### Instruction
Could you rewrite all of the items below with "photograph" changed to "image" and everything else left the same, omitting the pictures?

*** Data shown ***

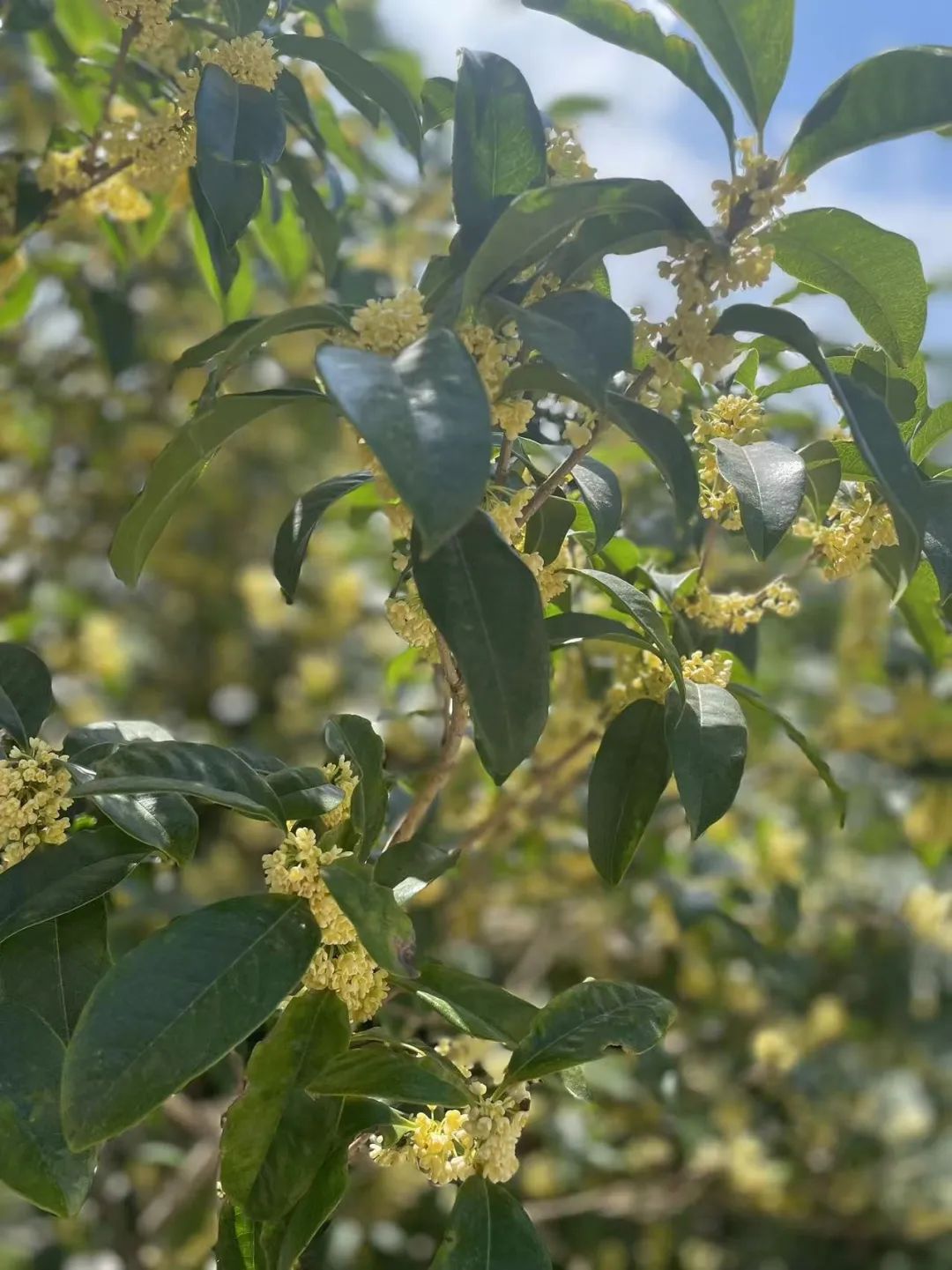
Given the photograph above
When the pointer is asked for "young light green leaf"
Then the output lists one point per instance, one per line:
(301, 522)
(638, 31)
(806, 746)
(707, 738)
(498, 141)
(628, 777)
(770, 481)
(489, 1229)
(426, 417)
(486, 605)
(49, 883)
(580, 1024)
(177, 1004)
(383, 927)
(34, 1160)
(276, 1135)
(750, 41)
(394, 1074)
(182, 463)
(665, 446)
(879, 273)
(890, 95)
(51, 968)
(476, 1006)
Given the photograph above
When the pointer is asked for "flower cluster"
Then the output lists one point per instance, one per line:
(738, 611)
(33, 794)
(643, 674)
(854, 529)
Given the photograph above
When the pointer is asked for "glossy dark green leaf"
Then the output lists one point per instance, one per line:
(180, 466)
(770, 481)
(581, 1022)
(628, 777)
(486, 605)
(877, 273)
(476, 1006)
(874, 429)
(601, 494)
(426, 417)
(805, 745)
(750, 41)
(276, 1135)
(52, 967)
(890, 95)
(376, 83)
(316, 1207)
(177, 1004)
(26, 693)
(637, 605)
(498, 141)
(638, 31)
(824, 474)
(59, 879)
(383, 927)
(298, 526)
(34, 1158)
(186, 768)
(665, 446)
(707, 739)
(488, 1229)
(355, 739)
(532, 222)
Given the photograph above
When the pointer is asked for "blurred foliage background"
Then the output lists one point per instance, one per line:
(800, 1114)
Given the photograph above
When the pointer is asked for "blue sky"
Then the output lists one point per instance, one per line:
(655, 127)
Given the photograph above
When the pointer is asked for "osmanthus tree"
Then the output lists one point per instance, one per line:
(478, 399)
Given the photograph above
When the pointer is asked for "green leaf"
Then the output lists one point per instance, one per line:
(566, 629)
(377, 1072)
(276, 1135)
(750, 41)
(806, 746)
(383, 927)
(890, 95)
(874, 431)
(52, 967)
(824, 475)
(581, 1022)
(581, 334)
(665, 446)
(628, 777)
(59, 879)
(26, 693)
(175, 1005)
(180, 466)
(877, 273)
(707, 738)
(316, 1207)
(601, 494)
(426, 417)
(770, 481)
(498, 141)
(526, 230)
(365, 77)
(353, 738)
(34, 1160)
(489, 1231)
(476, 1006)
(298, 526)
(187, 768)
(638, 32)
(640, 606)
(486, 605)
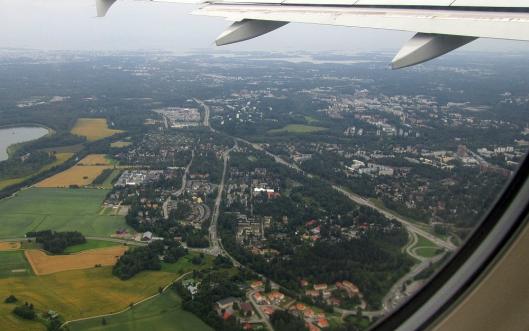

***

### Answer for this exercise
Given the image above
When the pointer is asked for "young light green leaf"
Then the output lists one point per instance, one per line:
(301, 522)
(638, 31)
(806, 746)
(707, 738)
(498, 141)
(628, 777)
(770, 481)
(489, 1229)
(426, 417)
(486, 605)
(49, 883)
(580, 1024)
(177, 1004)
(383, 927)
(34, 1160)
(276, 1135)
(750, 41)
(394, 1074)
(182, 463)
(665, 446)
(879, 273)
(890, 95)
(51, 968)
(476, 1006)
Given the image above
When the pointer is asked for "flower cluster"
Then the output lists one point per instance, one per line:
(738, 611)
(33, 794)
(643, 674)
(854, 529)
Given the image above
When the pointer is asked for "glossy dark green leaf"
Then the output lists one point per instance, one per line:
(180, 466)
(770, 481)
(581, 1022)
(628, 777)
(486, 605)
(877, 273)
(476, 1006)
(874, 429)
(601, 494)
(426, 417)
(805, 745)
(750, 41)
(276, 1135)
(52, 967)
(890, 95)
(376, 83)
(316, 1207)
(177, 1004)
(26, 693)
(637, 605)
(498, 141)
(638, 31)
(824, 474)
(59, 879)
(383, 927)
(298, 526)
(34, 1158)
(186, 768)
(665, 446)
(707, 739)
(488, 1229)
(355, 739)
(532, 222)
Given the image above
When the pointer is asked for "blurred foliage background"
Then the output lists one point per instance, one per line:
(800, 1114)
Given the image above
When the pointer is asked for "blue sky"
Then the output lists one point per instance, one per line:
(655, 127)
Given the image above
When the pointer is asked for "osmanthus tree"
Then the output lists one point per instance, one per line:
(478, 399)
Given the image above
When the pointer is asked for "green leaf"
Then the output lists one point per instance, one per line:
(566, 629)
(377, 1072)
(276, 1135)
(750, 41)
(806, 746)
(383, 927)
(890, 95)
(874, 431)
(52, 967)
(824, 475)
(581, 1022)
(581, 334)
(665, 446)
(628, 777)
(59, 879)
(26, 693)
(175, 1005)
(180, 466)
(877, 273)
(707, 738)
(316, 1207)
(601, 494)
(426, 417)
(770, 481)
(498, 141)
(526, 230)
(365, 77)
(353, 738)
(34, 1160)
(489, 1231)
(476, 1006)
(298, 526)
(187, 768)
(638, 32)
(640, 606)
(486, 605)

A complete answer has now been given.